───── MATERIAL FOR THE TASK ─────

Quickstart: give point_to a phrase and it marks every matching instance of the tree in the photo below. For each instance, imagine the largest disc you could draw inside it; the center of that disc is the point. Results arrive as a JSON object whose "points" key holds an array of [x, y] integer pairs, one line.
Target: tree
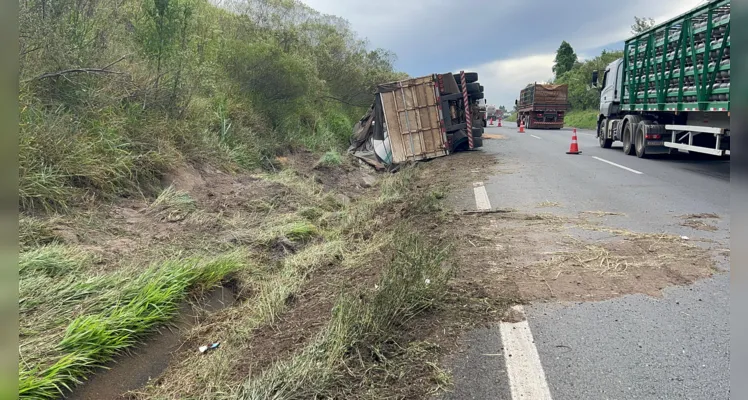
{"points": [[641, 24], [565, 59]]}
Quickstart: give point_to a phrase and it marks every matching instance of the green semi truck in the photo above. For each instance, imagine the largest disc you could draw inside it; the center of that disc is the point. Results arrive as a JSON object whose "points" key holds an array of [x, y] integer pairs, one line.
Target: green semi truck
{"points": [[671, 90]]}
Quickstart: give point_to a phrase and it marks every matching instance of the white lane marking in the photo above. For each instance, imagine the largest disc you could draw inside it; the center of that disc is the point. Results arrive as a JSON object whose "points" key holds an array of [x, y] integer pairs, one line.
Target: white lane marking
{"points": [[618, 165], [526, 376], [481, 196]]}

─────

PROMPT: Write the lines out word for word, starting at the one with "Target: tree" and stopping after the last line of the material above, with pictures excluded.

ANSWER FOR THIS EXERCISE:
Target: tree
{"points": [[641, 24], [565, 59]]}
Quickstart: give point_to a phrase and it marks every matching instance of the green semi truck in the photo above. For each instance, imagine the largest disc you could draw inside it; the center of that disc is the point. Results arrive as a JSON object whose "points" key holds an array of [x, y] integer pairs, one line.
Target: green semi truck
{"points": [[671, 90]]}
Quickstart: give point_to a phrase and it marks every matching instance of the white lane marking in the photo above. For each instance, imagine the largest disc you could draw inside it; the center of that disc is the point. Results arrive as a JSON object whose "points" key holds an array of [x, y] integer pairs, one line.
Target: white lane marking
{"points": [[618, 165], [526, 376], [481, 196]]}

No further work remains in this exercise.